**STATED EXERCISE:**
Update the rows from the line containing "like [132, 156]." through the end of the rows by replacing "crowd of protesters" with "group of demonstrators". Return only those lines, with everything else unchanged.
§ §
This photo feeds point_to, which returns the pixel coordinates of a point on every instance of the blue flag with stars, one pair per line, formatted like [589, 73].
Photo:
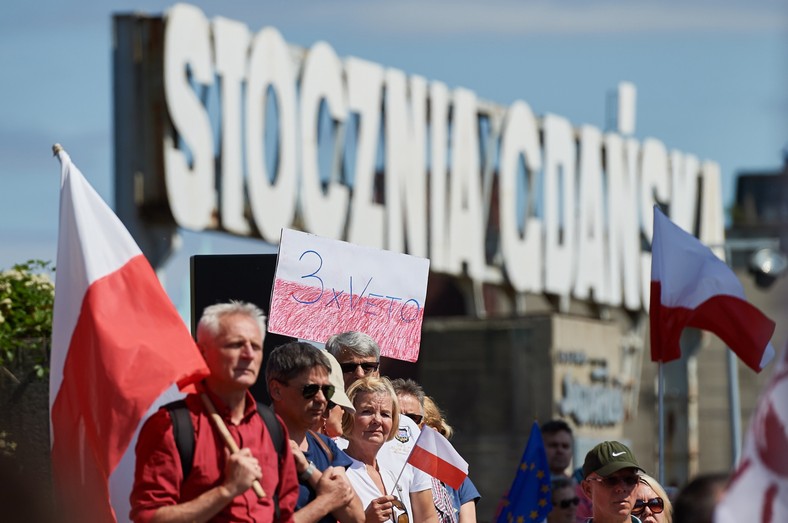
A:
[529, 498]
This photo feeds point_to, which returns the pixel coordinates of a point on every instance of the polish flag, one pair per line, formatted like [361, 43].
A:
[758, 490]
[691, 287]
[117, 344]
[433, 454]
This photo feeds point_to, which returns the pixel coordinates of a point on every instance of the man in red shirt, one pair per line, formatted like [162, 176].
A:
[217, 488]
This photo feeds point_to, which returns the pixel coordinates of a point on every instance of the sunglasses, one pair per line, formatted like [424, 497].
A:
[615, 481]
[402, 518]
[311, 390]
[415, 417]
[656, 505]
[367, 367]
[566, 503]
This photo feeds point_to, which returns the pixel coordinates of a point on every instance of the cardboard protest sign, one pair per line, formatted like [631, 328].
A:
[324, 287]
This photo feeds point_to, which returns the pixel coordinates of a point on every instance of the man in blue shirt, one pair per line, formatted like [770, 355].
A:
[297, 375]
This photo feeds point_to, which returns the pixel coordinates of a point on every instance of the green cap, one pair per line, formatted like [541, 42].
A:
[609, 457]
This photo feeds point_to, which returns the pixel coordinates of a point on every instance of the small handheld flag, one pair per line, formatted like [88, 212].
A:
[435, 455]
[691, 287]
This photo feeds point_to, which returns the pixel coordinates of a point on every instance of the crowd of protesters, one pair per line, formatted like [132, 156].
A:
[334, 446]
§ §
**WRITTEN ANSWER:**
This photo feeds point_to, which returns the pixel coordinates of a point on every instance of the group of demonstrators, one pair per line, formatted like [132, 156].
A:
[334, 446]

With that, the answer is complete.